> REQUEST A
Find each line in the records that contains the word "distant", and copy every such line.

•••••

Rail: It’s a different time, and a lot of people will say a more difficult time, for a young writer to be breaking into the “industry” than say, twenty or thirty years ago. Do you see any obstacles that exist now that didn’t exist while you were at Irvine, or while you were finishing your first novel?

Ford: I see one obstacle that didn’t exist when I was young. I never thought a second about breaking into an “industry.” I never thought at all about making it. I never thought at all about anything but, “What am I going to do next?” That’s all I ever thought of. So in the writer’s vocabulary now there may be new institutional obstacles. I was never very aware of the business side; I’m pretty ignorant of it even now. I don’t think I was smart and young writers are dumb because they think about those things. Maybe it was because we were in California, a long way from the publishing world. Those words—industry, etc.—must be in the air floating around young writers these days, and it must be very off-putting. I never thought, for instance, that I had to compete with anybody, that anybody else’s great work was anything but encouraging. I thought there was an audience out there waiting to read the best work any writer could write. But if that’s not the case now, and because I’m not 25 years old I don’t really know what is the case, but if there is an industry that’s perceived and there are these obstacles and there is competitiveness and there is only so much room in the boat, then that’s a much worse situation than I started out in. But again, I’m not very aware of it. I just wrote a long essay for the Granta Book of the American Short Story, Volume 2 and one of the things I wanted at least to try to touch on was something Ben Marcus wrote in the introduction to an anthology last year. He was talking about writing that caught the tenor of something that was going on now, a sense of moment in the life of American writing. When I was a young writer in the early ‘70s there was a good deal of blowback from the work of Barthelme and the sort of anti-story writers—William Gass and Jack Hawkes and Albert Guerard who were writing critically about literature in ways that were directed towards writers and setting out certain positions on how things oughta be. I don’t know that that’s going on as much now. Ben’s introduction kind of made me think that it might be going on again, that sort of ferment and foment about stylistic issues and how literature should look and some prescriptive attitudes about what should be and should not be and what’s right for the moment. Of course I wouldn’t put any stock in it if it is going on. Any work done at a given moment is right for that moment, in my view. Always was, always will be.

Rail: I feel really out of touch too, because I tend to focus on just reading the fiction.

Ford: Well that’s what I do, too. When I was a kid, though, I read the Gass essays, and my friends and I thought about the anti-story versus the traditional story and tried to draw as much as we could out of the anti-story and bring it into our work, which was more traditional. My friend from Irvine, Dave Walton, and later Carver and I and Toby Wolff and Anne Beattie and others. For writing (as opposed to writing about writing) the present does seems like a tolerant time—stylistically, intellectually. The New Yorker publishes stories that are really from every quadrant. The present seems rather free and undisciplined by pedagogy, undisciplined by abstract notions of how stories should be, which I think is great.

Rail: You’ve said before that one of the reasons we’re seeing more short story collections on shelves is that there are more creative writing programs and that workshops are more conducive to short stories.

•••••

> REQUEST B
Extend the interview with Ford about young writers and the publishing world, starting after its last line.

> RECORDS FOR THIS EXERCISE

•••••

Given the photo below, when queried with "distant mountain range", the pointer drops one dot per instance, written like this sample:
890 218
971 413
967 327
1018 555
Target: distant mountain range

•••••

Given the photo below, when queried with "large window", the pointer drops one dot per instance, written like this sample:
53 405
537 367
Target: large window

•••••

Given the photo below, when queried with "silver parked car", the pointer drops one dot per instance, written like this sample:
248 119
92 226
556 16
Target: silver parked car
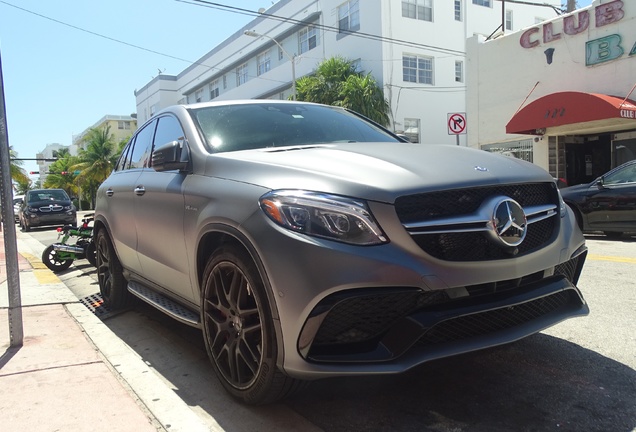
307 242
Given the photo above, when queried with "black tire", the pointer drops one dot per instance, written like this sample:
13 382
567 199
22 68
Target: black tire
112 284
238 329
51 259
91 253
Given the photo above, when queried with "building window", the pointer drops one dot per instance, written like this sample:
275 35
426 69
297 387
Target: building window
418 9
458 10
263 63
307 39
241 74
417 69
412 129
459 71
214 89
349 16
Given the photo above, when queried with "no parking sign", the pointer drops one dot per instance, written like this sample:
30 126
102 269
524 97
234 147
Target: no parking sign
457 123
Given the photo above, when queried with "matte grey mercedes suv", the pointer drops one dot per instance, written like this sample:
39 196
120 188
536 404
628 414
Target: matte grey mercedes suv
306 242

•••••

> WRITTEN REPLY A
Given the photo below, when queried with "distant mountain range", the pointer drops one dot per instance, written like this sample:
Target: distant mountain range

> WRITTEN REPLY B
Ford: It seems to me that there are more collections being published, and that there are for that reason. But in general if young writers are writing in whatever form they can write, I don’t think there are any bad aspects to that. If all these writing programs are putting out a huge wealth of mediocre stories that’s okay with me. It doesn’t hurt anybody. Good writing will still, in whatever environment it finds, come to its readership. So I don’t wring my hands about writing programs making American literature mediocre. I don’t think it does. As I’ve said before, it’s a victimless crime. It might change the life of the person who’s going along writing mediocre stories—change it in some unpredictable way. It might provide a new kind of frustration, or it might be just the thing for a happy life.

Rail: Do you have any advice for writers coming out of those programs on making the jump from writing short stories to writing novels?

Ford: Advice, no. Those decisions have to get made by individuals in the teeming privacy of their minds. Writing novels is a lot harder than writing short stories, and so the requirements are different from story writing. A novel is long and complex and baggy and full of words and a short story is short and sleek, so one is going to be a larger intellectual and clerical morass than the other. I don’t have any advice except the one advice I always give young writers, which is to try your best to talk yourself out of doing this.

Rail: As Frank Bascombe said in Independence Day, a lot of writers would be happier and more productive if they didn’t write quite so much.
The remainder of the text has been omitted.